DESC:Field of the invention
This invention relates to a novel herbal composition of aqueous extract of Capparis decidua and its antinephrolithiasis activity.
Background of the invention
Nephrolithiasis
A kidney stone is like a small rock that forms in the kidney. Stones form when certain chemicals in the body clump together. A stone can either stay in the kidney or travel through the urinary system. Anyone can have a kidney stone, but it may be more likely if you:
• Are male
• Are Caucasian
• Are very overweight
• Have had kidney infections
• Have a family member with kidney stones
• Have had kidney stones before
• Eat a lot of animal protein (such as meat and eggs)
• Do not drink enough liquids

Other conditions and medicines can also put you at greater risk for kidney stones.
Very small stones might pass through the urinary system without causing much pain. Larger stones can block the flow of urine if they get stuck in the ureters or urethra. Kidney stones do not usually cause any symptoms until they start to pass. Some symptoms might include:
• Extreme pain in your back or side that will not go away
• Throwing up
• Blood in your urine
• Fever and chills
Sushila Rathee et. al.(2010) Capparis decidua (Forsk.) is belonging to family Capparidaceae, yet important medicinal plant of Indian Medicinal Plants. In the traditional system of medicine, the bark has been shown to be useful in the treatment of coughs, asthma and inflammation; roots used in fever and buds in the treatment of boils. In Unani, leaves act as appetizer, helps in cardiac troubles, fruits used in biliousness.
The plant is reported to contain Phytochemicals including alkaloids, terpenoids, glycosides and some fatty acids. In Unani, leaves act as appetizer, helps in cardiac troubles, used in biliousness; alveolaris and pyorrhea; Root bark is used as anthelmintic and purgative. The plant have significant pharmacological activities like hypercholesterolemic, anti-inflammatory and analgesic, antidiabetic, antimicrobial, antiplaque, antihypertensive, antihelmintic & purgative activities. The review analyses phytochemical and pharmacological potential of medicinal plant (kair).
Subrata Kumar Biswas et.al.(2011) found that this plant showed various pharmacological activities such as anthelmentic, immunosuppressive, wound healing, hepatoprotective, antinociceptive, anti-inflammatory and antidiabetic, nephroprotective, antioxidant activity, antimicrobial activity, analgesic, anticonvulsant, neuropharmacological and antipyretic.

* Task requirements
Can you print everything in the Capparis decidua invention text from "Very small stones" down to "used in biliousness.", word for word?

* Extracted data
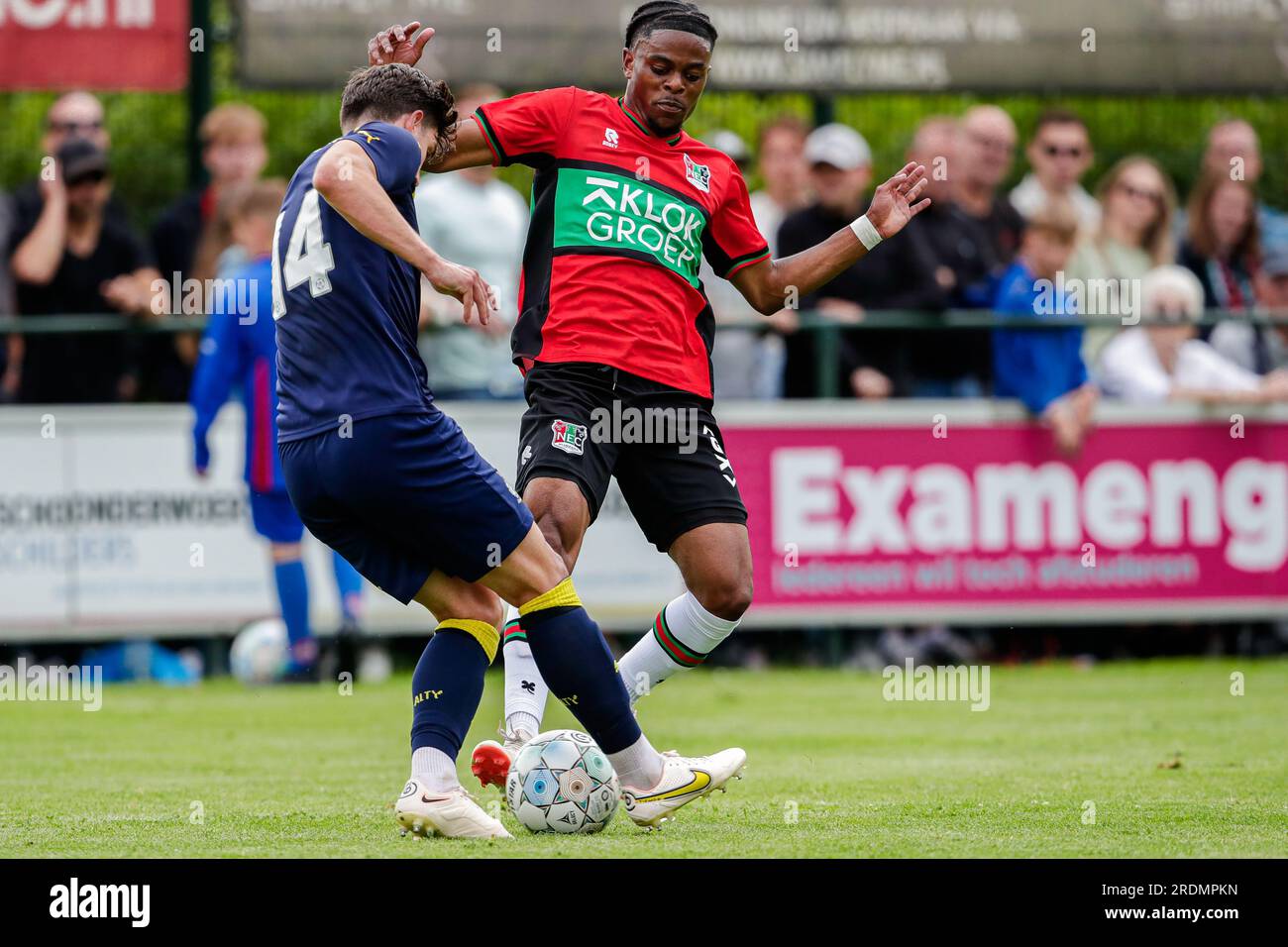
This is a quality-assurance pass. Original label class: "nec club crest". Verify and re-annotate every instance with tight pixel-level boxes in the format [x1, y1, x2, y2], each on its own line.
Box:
[684, 155, 711, 194]
[550, 420, 588, 455]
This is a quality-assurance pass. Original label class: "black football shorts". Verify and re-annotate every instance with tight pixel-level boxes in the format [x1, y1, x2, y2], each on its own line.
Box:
[516, 362, 747, 553]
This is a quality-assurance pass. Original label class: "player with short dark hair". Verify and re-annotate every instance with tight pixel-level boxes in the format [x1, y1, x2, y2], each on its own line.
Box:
[188, 179, 362, 682]
[368, 7, 928, 793]
[271, 64, 746, 837]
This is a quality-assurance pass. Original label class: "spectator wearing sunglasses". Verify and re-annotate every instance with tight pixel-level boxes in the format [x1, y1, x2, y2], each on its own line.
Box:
[1068, 155, 1176, 365]
[1012, 110, 1100, 232]
[3, 138, 158, 403]
[9, 91, 129, 232]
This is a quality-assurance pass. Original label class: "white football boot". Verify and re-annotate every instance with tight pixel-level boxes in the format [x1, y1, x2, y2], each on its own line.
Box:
[394, 776, 514, 839]
[471, 730, 532, 795]
[622, 747, 747, 828]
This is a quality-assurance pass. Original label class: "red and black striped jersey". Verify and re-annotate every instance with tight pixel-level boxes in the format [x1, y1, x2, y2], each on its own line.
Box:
[473, 86, 769, 398]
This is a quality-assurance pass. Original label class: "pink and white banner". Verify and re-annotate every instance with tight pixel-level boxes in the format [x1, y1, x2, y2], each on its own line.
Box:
[724, 412, 1288, 624]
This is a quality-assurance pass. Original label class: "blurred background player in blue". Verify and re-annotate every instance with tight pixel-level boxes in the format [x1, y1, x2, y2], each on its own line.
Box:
[993, 201, 1098, 456]
[189, 179, 362, 681]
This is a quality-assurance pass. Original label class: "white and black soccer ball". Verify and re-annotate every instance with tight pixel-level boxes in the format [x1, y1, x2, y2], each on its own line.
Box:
[228, 618, 291, 684]
[505, 730, 621, 835]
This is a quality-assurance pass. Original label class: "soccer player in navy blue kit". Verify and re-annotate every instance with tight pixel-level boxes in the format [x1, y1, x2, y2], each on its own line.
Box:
[188, 180, 362, 682]
[273, 58, 746, 837]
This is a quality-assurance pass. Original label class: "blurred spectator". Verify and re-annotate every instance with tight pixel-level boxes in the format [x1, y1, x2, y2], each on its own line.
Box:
[1203, 119, 1288, 255]
[949, 106, 1024, 266]
[416, 85, 528, 399]
[145, 103, 268, 401]
[698, 129, 785, 399]
[1066, 155, 1176, 365]
[189, 180, 362, 679]
[903, 117, 997, 398]
[778, 124, 943, 398]
[993, 202, 1096, 455]
[1256, 243, 1288, 368]
[5, 138, 156, 402]
[9, 91, 128, 225]
[1098, 265, 1288, 403]
[752, 115, 810, 257]
[1012, 108, 1100, 231]
[1179, 174, 1270, 374]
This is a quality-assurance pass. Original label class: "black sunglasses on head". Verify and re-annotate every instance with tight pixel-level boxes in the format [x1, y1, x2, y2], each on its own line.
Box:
[1042, 145, 1082, 158]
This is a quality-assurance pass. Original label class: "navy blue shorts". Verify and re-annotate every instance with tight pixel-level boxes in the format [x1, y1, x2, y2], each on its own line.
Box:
[277, 408, 532, 603]
[250, 489, 304, 543]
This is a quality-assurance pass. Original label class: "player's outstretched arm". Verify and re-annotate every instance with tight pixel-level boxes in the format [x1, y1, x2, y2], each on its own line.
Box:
[733, 162, 930, 316]
[368, 20, 492, 174]
[313, 139, 492, 325]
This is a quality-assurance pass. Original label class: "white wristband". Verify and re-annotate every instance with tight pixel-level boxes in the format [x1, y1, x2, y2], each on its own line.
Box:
[850, 214, 881, 250]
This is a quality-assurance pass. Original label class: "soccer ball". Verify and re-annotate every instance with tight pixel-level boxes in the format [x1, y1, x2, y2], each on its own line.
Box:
[228, 618, 291, 684]
[505, 730, 621, 835]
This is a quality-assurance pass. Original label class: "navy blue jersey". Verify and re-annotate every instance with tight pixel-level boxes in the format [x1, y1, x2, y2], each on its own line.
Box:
[273, 121, 432, 443]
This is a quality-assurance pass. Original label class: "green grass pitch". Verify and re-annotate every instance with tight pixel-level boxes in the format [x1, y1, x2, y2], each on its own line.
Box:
[0, 660, 1288, 858]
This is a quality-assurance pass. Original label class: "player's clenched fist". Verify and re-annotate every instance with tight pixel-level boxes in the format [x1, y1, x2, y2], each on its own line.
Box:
[421, 257, 496, 326]
[368, 20, 434, 65]
[867, 161, 930, 240]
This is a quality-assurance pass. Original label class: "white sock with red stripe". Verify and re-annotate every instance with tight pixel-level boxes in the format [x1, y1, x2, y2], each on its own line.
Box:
[617, 591, 738, 703]
[501, 605, 550, 737]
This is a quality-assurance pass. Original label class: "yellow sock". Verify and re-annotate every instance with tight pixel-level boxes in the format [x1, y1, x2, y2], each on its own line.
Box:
[434, 618, 501, 664]
[519, 576, 581, 618]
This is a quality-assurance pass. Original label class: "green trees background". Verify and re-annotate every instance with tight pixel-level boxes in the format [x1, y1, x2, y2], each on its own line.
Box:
[0, 0, 1288, 227]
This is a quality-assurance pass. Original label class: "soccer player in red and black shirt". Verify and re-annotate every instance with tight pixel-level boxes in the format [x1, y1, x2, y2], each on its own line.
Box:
[368, 0, 930, 785]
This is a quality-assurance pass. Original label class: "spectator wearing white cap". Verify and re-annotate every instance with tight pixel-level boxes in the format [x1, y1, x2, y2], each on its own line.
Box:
[778, 124, 941, 398]
[1096, 265, 1288, 403]
[1256, 243, 1288, 368]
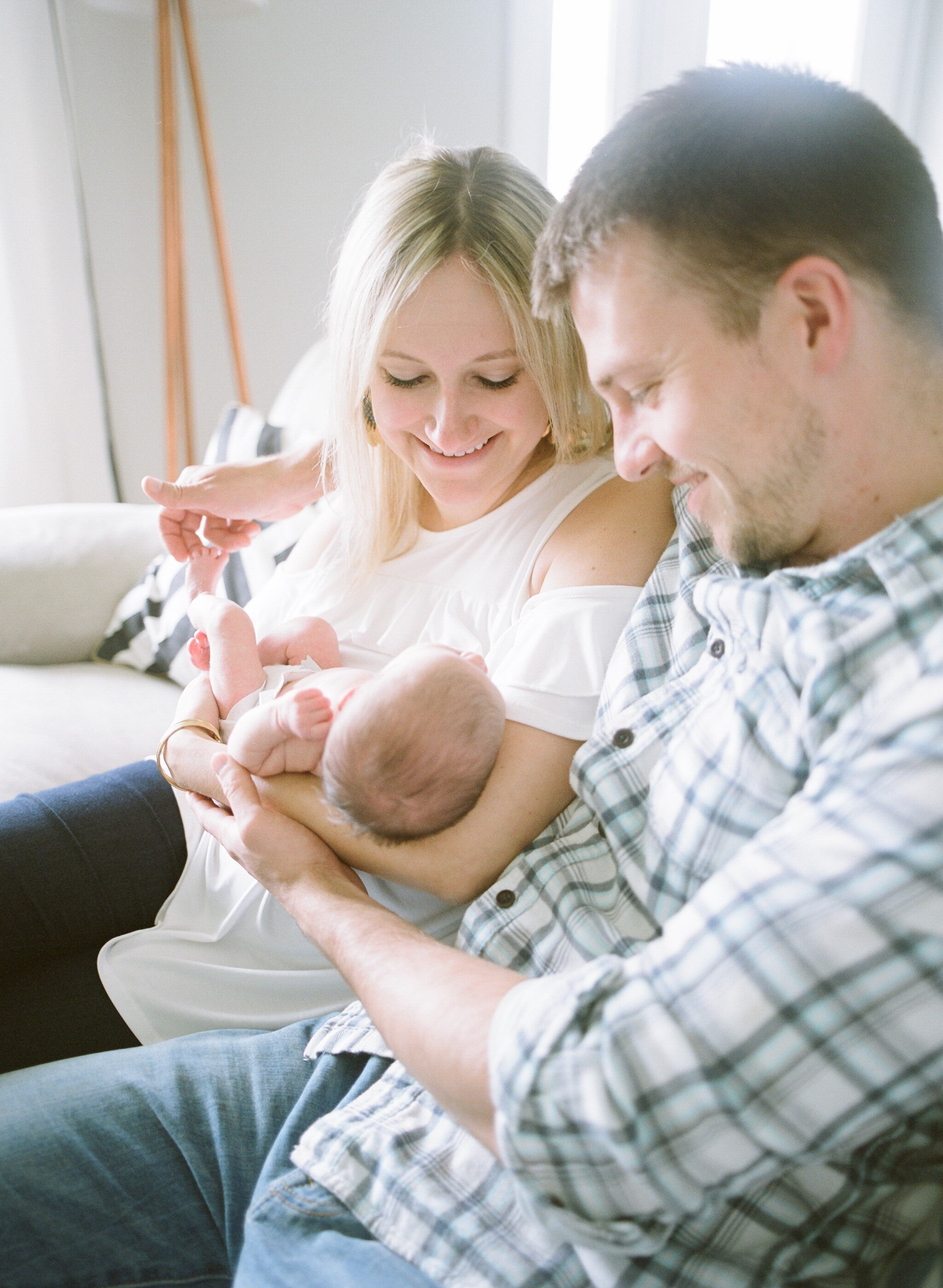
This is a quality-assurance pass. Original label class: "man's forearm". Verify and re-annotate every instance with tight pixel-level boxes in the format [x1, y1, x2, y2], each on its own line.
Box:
[284, 885, 524, 1153]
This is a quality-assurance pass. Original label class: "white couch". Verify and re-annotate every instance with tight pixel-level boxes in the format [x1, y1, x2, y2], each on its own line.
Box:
[0, 343, 327, 800]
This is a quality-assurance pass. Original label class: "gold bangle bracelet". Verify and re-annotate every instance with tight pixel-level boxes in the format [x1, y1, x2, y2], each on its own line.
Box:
[157, 720, 223, 792]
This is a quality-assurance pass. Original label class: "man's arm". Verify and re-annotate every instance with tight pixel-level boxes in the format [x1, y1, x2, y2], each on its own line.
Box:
[193, 678, 943, 1256]
[191, 754, 523, 1150]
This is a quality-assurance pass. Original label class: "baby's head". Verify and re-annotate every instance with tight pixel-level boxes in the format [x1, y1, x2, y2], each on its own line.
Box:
[321, 644, 504, 841]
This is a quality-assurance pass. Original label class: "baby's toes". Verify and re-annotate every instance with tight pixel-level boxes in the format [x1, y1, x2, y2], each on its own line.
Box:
[187, 631, 210, 671]
[287, 689, 331, 742]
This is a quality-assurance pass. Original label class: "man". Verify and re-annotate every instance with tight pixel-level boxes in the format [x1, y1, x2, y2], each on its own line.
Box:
[0, 68, 943, 1288]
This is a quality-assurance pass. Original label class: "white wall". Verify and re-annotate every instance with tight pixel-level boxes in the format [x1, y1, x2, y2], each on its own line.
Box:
[59, 0, 507, 500]
[0, 0, 112, 506]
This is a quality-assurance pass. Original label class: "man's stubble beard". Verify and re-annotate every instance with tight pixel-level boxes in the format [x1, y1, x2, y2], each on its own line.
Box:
[658, 403, 826, 568]
[717, 404, 826, 568]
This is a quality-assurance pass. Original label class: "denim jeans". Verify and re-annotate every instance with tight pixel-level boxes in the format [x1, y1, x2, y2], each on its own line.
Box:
[0, 1020, 440, 1288]
[0, 760, 187, 1073]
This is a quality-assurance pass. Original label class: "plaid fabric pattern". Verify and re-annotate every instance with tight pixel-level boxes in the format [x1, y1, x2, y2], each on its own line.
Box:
[295, 492, 943, 1288]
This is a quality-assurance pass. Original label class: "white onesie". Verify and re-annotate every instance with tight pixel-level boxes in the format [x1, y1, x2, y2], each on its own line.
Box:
[98, 455, 639, 1042]
[219, 657, 323, 742]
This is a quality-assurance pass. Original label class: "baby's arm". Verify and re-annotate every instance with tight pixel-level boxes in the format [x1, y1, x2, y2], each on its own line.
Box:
[259, 617, 340, 671]
[227, 680, 331, 778]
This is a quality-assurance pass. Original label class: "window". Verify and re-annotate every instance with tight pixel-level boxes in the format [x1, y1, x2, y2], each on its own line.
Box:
[546, 0, 613, 197]
[707, 0, 863, 85]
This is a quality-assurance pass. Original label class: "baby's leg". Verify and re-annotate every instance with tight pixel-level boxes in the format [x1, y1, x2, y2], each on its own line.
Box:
[228, 676, 332, 778]
[188, 594, 265, 717]
[259, 617, 340, 671]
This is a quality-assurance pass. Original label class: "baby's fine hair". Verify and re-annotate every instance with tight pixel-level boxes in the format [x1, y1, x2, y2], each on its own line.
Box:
[321, 657, 504, 841]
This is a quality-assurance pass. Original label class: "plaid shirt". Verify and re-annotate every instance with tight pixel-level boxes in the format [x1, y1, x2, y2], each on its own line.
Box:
[294, 489, 943, 1288]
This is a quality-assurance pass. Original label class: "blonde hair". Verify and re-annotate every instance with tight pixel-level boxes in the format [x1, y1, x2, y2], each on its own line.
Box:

* Solution
Very small stones might pass through the urinary system without causing much pain. Larger stones can block the flow of urine if they get stuck in the ureters or urethra. Kidney stones do not usually cause any symptoms until they start to pass. Some symptoms might include:
• Extreme pain in your back or side that will not go away
• Throwing up
• Blood in your urine
• Fever and chills
Sushila Rathee et. al.(2010) Capparis decidua (Forsk.) is belonging to family Capparidaceae, yet important medicinal plant of Indian Medicinal Plants. In the traditional system of medicine, the bark has been shown to be useful in the treatment of coughs, asthma and inflammation; roots used in fever and buds in the treatment of boils. In Unani, leaves act as appetizer, helps in cardiac troubles, fruits used in biliousness.